DIRECTIONS — Only the pictures are left out: repeat the rest of the entries exactly.

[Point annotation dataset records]
************
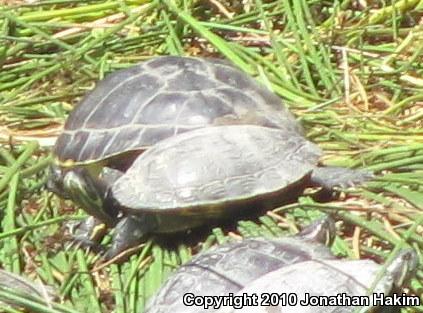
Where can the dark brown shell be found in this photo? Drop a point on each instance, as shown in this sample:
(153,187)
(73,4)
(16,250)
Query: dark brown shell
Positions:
(134,108)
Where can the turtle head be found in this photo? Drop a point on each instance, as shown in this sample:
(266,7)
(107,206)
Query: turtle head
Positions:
(322,230)
(89,192)
(403,267)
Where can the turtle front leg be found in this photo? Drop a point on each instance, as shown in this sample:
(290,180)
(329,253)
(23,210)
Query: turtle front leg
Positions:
(92,194)
(129,233)
(331,177)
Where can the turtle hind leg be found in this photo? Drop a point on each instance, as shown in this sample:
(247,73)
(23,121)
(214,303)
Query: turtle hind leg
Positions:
(129,233)
(331,177)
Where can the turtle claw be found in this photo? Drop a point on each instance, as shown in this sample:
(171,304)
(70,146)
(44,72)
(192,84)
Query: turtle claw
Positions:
(338,177)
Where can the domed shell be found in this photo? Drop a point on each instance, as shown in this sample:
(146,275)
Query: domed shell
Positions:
(231,267)
(216,167)
(134,108)
(317,278)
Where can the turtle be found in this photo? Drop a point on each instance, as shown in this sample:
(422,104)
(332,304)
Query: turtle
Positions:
(232,266)
(134,108)
(210,175)
(329,286)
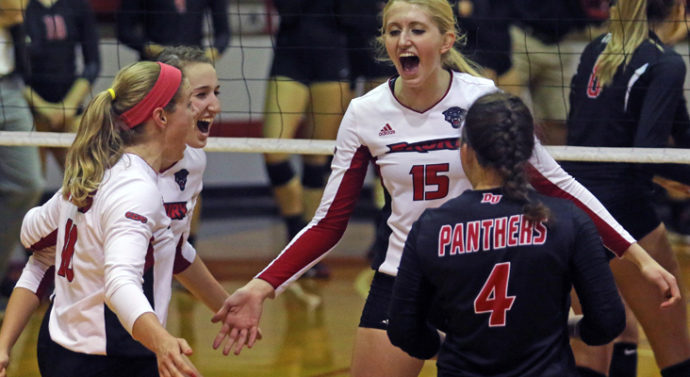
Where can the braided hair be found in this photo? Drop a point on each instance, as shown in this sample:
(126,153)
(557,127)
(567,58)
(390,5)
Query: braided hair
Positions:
(500,130)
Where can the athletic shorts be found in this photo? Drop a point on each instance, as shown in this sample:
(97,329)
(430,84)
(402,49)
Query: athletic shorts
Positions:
(309,64)
(375,312)
(57,361)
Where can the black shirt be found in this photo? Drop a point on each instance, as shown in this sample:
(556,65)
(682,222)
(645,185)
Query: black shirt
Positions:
(499,286)
(53,34)
(642,107)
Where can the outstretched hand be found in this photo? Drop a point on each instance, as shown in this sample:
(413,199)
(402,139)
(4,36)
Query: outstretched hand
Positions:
************
RESPONSE TO THIS TASK —
Where can the dark brown shell be found in this photo? Drop a point on each instance, as shown in this sample:
(153,187)
(73,4)
(16,250)
Query: dark brown shell
Positions:
(134,108)
Where can the turtle head be found in this photo? Drop a point on each instance, as shown in this sample:
(266,7)
(107,206)
Query: turtle head
Positions:
(322,230)
(89,192)
(403,267)
Where can the turtle front leg be found in this photo? Drop a point on each instance, as shown in this sample:
(290,180)
(329,253)
(23,210)
Query: turtle front leg
Positions:
(92,194)
(129,233)
(331,177)
Where can the turtle hind leg be found in this photo? Drop a point on each instance, as shown in this sample:
(247,73)
(23,121)
(214,303)
Query: turtle hind leg
Positions:
(129,233)
(331,177)
Where can the turtle claw be found in this photo? Drop a point on each instance, as shown in this sample:
(171,304)
(70,146)
(44,72)
(192,84)
Query: turtle claw
Positions:
(338,177)
Where can the domed shell be found in this photo? Drop a point on each instance, as shown in this sample:
(146,275)
Query: domed shell
Positions:
(231,267)
(216,167)
(134,108)
(317,278)
Where can the turtle be found in this photo? Drop a point on each instance, as shown in this sample:
(422,104)
(332,304)
Query: turtle
Positions:
(232,266)
(134,108)
(210,175)
(329,286)
Where can the braided hair be found in this photo? Drop a point on each instance, as shown in this sample:
(126,153)
(557,127)
(567,58)
(390,5)
Query: braided hair
Positions:
(500,130)
Where can the athletic shorts be found in this photo? Drop a point on each instance, as shown in this sample:
(97,329)
(430,84)
(402,49)
Query: athletic shorts
Positions:
(309,64)
(375,312)
(57,361)
Where can the black shirt be found in this photo? Drop a point on each instance, as shown in this sample:
(556,65)
(682,222)
(645,185)
Query: black shirt
Positions:
(499,286)
(53,34)
(642,107)
Where can the outstretched hand be found in this photo? Drop a point on each instance, as shown in this sample:
(413,199)
(402,139)
(4,36)
Query: outstretched hand
Positions:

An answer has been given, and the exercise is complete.